#### WHAT IS EXPECTED:
Please rewrite the lines below as a two-column Markdown table headed "No." and "Line", numbering each row and skipping the blank lines.

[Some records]
- - -
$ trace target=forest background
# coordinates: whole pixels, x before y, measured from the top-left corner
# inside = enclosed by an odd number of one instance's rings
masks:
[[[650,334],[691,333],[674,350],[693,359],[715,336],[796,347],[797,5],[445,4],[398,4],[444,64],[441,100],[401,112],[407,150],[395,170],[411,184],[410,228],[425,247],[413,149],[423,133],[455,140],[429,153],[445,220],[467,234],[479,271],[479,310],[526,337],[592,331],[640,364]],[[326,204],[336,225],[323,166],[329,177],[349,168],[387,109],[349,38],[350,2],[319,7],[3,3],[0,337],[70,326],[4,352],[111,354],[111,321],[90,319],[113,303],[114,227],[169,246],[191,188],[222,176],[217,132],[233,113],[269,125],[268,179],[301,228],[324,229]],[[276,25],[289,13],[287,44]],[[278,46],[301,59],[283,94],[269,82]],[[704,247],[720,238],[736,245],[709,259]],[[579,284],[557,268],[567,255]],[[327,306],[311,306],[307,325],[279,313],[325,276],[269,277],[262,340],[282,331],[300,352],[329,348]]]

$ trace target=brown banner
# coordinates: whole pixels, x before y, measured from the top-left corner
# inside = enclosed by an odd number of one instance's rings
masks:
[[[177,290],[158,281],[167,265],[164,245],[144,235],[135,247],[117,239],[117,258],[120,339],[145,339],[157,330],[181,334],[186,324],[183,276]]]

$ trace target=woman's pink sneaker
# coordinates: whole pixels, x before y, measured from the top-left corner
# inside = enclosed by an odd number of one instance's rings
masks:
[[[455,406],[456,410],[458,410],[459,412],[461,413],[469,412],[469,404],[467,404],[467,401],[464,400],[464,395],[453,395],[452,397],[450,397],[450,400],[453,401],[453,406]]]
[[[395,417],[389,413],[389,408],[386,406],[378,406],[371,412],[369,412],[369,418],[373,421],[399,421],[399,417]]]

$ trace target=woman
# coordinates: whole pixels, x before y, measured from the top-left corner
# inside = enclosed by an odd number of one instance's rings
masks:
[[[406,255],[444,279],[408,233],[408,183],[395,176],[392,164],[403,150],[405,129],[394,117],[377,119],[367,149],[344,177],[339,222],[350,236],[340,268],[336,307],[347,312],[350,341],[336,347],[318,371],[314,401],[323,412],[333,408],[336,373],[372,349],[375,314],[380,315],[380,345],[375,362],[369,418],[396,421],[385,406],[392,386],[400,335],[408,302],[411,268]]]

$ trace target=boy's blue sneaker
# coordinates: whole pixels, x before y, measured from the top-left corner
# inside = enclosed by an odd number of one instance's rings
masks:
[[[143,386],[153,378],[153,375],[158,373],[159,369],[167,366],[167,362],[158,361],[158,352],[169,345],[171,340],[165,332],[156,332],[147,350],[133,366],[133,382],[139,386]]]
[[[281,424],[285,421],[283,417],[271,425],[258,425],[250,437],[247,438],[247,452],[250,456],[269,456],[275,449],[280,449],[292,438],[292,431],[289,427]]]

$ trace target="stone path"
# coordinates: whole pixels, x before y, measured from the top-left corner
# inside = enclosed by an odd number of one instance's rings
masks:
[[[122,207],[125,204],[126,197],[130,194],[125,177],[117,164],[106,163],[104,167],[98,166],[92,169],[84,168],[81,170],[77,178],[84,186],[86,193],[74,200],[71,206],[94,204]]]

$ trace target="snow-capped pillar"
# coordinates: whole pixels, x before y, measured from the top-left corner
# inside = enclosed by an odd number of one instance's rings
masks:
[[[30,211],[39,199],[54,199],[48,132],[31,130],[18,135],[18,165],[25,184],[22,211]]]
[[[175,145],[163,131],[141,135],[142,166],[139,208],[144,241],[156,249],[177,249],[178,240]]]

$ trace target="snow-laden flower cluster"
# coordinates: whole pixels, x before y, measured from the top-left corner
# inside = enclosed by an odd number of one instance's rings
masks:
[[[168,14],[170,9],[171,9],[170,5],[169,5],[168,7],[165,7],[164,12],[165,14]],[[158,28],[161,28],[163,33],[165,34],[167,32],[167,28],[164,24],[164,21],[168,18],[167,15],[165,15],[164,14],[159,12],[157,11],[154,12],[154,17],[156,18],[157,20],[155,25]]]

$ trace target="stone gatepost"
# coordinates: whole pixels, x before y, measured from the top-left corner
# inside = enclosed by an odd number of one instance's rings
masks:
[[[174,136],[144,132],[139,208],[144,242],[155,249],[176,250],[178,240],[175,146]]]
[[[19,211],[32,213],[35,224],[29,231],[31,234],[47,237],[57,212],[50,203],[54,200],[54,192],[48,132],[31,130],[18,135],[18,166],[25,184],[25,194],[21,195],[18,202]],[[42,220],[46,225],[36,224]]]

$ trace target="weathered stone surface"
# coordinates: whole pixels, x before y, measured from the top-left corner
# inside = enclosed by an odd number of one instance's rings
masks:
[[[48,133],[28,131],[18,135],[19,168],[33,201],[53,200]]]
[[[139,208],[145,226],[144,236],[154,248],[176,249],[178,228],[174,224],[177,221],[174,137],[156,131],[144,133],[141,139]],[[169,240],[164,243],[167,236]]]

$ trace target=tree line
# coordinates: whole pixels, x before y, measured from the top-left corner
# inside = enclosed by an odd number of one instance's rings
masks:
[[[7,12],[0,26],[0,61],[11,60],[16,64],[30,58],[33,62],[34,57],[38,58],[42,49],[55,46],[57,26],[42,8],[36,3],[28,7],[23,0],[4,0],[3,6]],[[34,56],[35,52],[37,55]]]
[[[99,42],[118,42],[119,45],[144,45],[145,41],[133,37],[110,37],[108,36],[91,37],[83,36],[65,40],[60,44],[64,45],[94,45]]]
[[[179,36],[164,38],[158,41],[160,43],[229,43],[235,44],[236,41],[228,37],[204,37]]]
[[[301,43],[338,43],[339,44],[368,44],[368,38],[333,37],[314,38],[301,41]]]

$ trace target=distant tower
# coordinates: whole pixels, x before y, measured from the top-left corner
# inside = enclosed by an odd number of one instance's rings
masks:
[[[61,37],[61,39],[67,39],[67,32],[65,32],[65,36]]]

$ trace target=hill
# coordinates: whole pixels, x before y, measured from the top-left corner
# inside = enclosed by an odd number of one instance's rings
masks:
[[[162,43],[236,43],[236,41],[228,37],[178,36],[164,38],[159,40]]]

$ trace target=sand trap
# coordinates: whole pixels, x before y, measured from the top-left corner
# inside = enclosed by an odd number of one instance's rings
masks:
- - -
#### RESPONSE:
| No. | Line |
|---|---|
| 1 | $ trace target=forest background |
| 2 | # coordinates: whole pixels, x before y, measured from the top-left corner |
| 3 | # inside = enclosed by an odd number of one instance's rings |
| 4 | masks: |
| 5 | [[[650,334],[691,333],[674,350],[693,359],[715,336],[796,347],[797,5],[445,4],[398,4],[444,64],[441,100],[401,112],[407,150],[395,170],[411,184],[410,228],[425,247],[413,149],[423,133],[455,140],[429,153],[445,220],[467,234],[479,271],[479,310],[526,337],[592,331],[640,364]],[[326,204],[336,225],[323,166],[329,177],[349,168],[387,109],[349,38],[350,2],[319,7],[3,3],[0,337],[70,326],[4,352],[111,354],[111,321],[90,319],[113,303],[114,227],[169,246],[191,188],[222,176],[217,132],[233,113],[269,125],[268,179],[301,228],[324,229]],[[276,25],[289,13],[287,44]],[[278,46],[301,59],[283,94],[269,82]],[[704,247],[720,238],[736,245],[709,259]],[[579,284],[557,268],[567,255]],[[327,306],[311,306],[307,325],[279,313],[325,276],[269,277],[262,340],[282,331],[300,352],[329,348]]] |
| 6 | $ trace target=brown banner |
| 7 | # coordinates: whole pixels, x before y, measured from the top-left corner |
| 8 | # inside = enclosed by an odd number of one instance's rings |
| 9 | masks: |
| 10 | [[[177,290],[158,281],[167,265],[164,245],[144,235],[135,247],[117,239],[117,258],[120,339],[145,339],[157,330],[181,334],[186,324],[183,276]]] |
| 11 | $ trace target=woman's pink sneaker |
| 12 | # coordinates: whole pixels, x before y, measured from the top-left corner |
| 13 | # inside = enclosed by an odd number of one instance's rings |
| 14 | masks: |
| 15 | [[[455,406],[456,410],[458,410],[459,412],[461,413],[469,412],[469,404],[467,404],[467,401],[464,400],[464,395],[453,395],[452,397],[450,397],[450,400],[453,401],[453,406]]] |
| 16 | [[[395,417],[389,413],[389,408],[386,406],[378,406],[371,412],[369,412],[369,418],[373,421],[399,421],[399,417]]] |
| 17 | $ trace target=woman |
| 18 | # coordinates: whole pixels, x before y, measured from the top-left corner |
| 19 | # inside = enclosed by an odd number of one instance's rings |
| 20 | masks: |
| 21 | [[[406,255],[444,279],[408,233],[408,183],[395,176],[392,164],[403,150],[405,129],[394,117],[377,119],[367,149],[344,177],[339,222],[350,236],[340,268],[336,307],[347,312],[350,341],[336,347],[318,371],[314,401],[323,412],[333,408],[336,373],[372,349],[375,314],[380,315],[380,345],[375,362],[369,418],[396,421],[385,406],[392,386],[400,335],[408,302],[411,268]]] |
| 22 | $ trace target=boy's blue sneaker |
| 23 | # coordinates: whole pixels, x before y, measured from the top-left corner |
| 24 | # inside = enclosed by an odd number of one instance's rings |
| 25 | masks: |
| 26 | [[[143,386],[153,378],[153,375],[158,373],[159,369],[167,366],[167,362],[158,361],[158,352],[169,345],[171,340],[165,332],[156,332],[147,350],[133,366],[133,382],[139,386]]] |
| 27 | [[[281,424],[285,421],[283,417],[271,425],[258,425],[250,437],[247,438],[247,452],[250,456],[269,456],[275,449],[280,449],[292,438],[292,431],[289,427]]] |
| 28 | $ trace target="stone path" |
| 29 | # coordinates: whole pixels, x before y, measured from the top-left corner |
| 30 | # inside = enclosed by an odd number of one instance's rings |
| 31 | masks: |
| 32 | [[[122,207],[125,204],[126,197],[130,194],[125,177],[117,164],[106,163],[104,167],[98,166],[92,169],[84,168],[81,170],[77,178],[84,186],[86,193],[74,200],[71,206],[94,204]]] |
| 33 | $ trace target="snow-capped pillar" |
| 34 | # coordinates: whole pixels, x before y, measured from the top-left corner |
| 35 | # inside = enclosed by an odd number of one instance's rings |
| 36 | masks: |
| 37 | [[[30,211],[39,199],[54,199],[48,132],[31,130],[18,135],[18,165],[25,184],[22,211]]] |
| 38 | [[[175,145],[163,131],[141,135],[142,166],[139,208],[144,241],[156,249],[177,249],[178,240]]] |
| 39 | $ trace target="snow-laden flower cluster" |
| 40 | # coordinates: whole pixels, x before y, measured from the top-left corner |
| 41 | # inside = enclosed by an odd number of one instance's rings |
| 42 | masks: |
| 43 | [[[168,14],[170,9],[171,9],[170,5],[169,5],[168,7],[165,7],[164,12],[165,14]],[[158,28],[161,28],[163,33],[165,34],[167,32],[167,28],[164,24],[164,21],[168,18],[167,15],[165,15],[164,14],[159,12],[157,11],[154,12],[154,17],[156,18],[157,20],[155,25]]] |
| 44 | $ trace target="stone gatepost" |
| 45 | # coordinates: whole pixels, x before y, measured from the top-left corner |
| 46 | # inside = enclosed by an odd number of one instance's rings |
| 47 | masks: |
| 48 | [[[174,136],[144,132],[139,208],[144,242],[155,249],[176,250],[178,240],[175,146]]] |
| 49 | [[[19,211],[32,213],[35,224],[29,231],[31,234],[47,237],[57,212],[50,203],[54,200],[54,192],[48,132],[31,130],[18,135],[18,166],[25,184],[25,194],[21,195],[18,202]],[[42,220],[46,225],[36,224]]] |
| 50 | $ trace target="weathered stone surface" |
| 51 | # coordinates: whole pixels, x before y, measured from the top-left corner |
| 52 | # inside = enclosed by an odd number of one instance's rings |
| 53 | masks: |
| 54 | [[[48,133],[28,131],[18,135],[19,168],[33,201],[53,200]]] |
| 55 | [[[139,208],[145,226],[144,236],[154,248],[176,249],[178,228],[174,224],[177,221],[174,137],[156,131],[144,133],[141,139]],[[169,240],[164,243],[167,236]]] |
| 56 | $ trace target=tree line |
| 57 | # coordinates: whole pixels, x before y, measured from the top-left corner |
| 58 | # inside = enclosed by an odd number of one instance's rings |
| 59 | masks: |
| 60 | [[[7,12],[0,26],[0,61],[11,60],[16,64],[30,58],[33,62],[34,57],[38,58],[42,49],[55,46],[57,26],[42,8],[36,3],[28,7],[23,0],[4,0],[3,6]],[[34,56],[35,52],[37,55]]] |
| 61 | [[[99,42],[118,42],[119,45],[144,45],[145,41],[133,37],[110,37],[108,36],[91,37],[83,36],[65,40],[60,44],[64,45],[94,45]]] |
| 62 | [[[179,36],[164,38],[158,41],[160,43],[229,43],[235,44],[236,41],[228,37],[204,37]]] |
| 63 | [[[301,43],[338,43],[339,44],[368,44],[368,38],[333,37],[314,38],[301,41]]] |
| 64 | $ trace target=distant tower |
| 65 | # coordinates: whole pixels, x before y, measured from the top-left corner |
| 66 | # inside = enclosed by an odd number of one instance's rings |
| 67 | masks: |
| 68 | [[[61,37],[61,39],[67,39],[67,32],[65,32],[65,36]]] |
| 69 | $ trace target=hill |
| 70 | # coordinates: whole pixels, x before y, measured from the top-left corner |
| 71 | # inside = enclosed by an odd number of one instance's rings |
| 72 | masks: |
| 73 | [[[162,43],[236,43],[236,41],[228,37],[178,36],[164,38],[159,40]]] |
| 74 | $ trace target=sand trap |
| 75 | # coordinates: whole pixels, x before y, measured from the top-left corner |
| 76 | # inside = enclosed by an odd number of one instance's rings |
| 77 | masks: |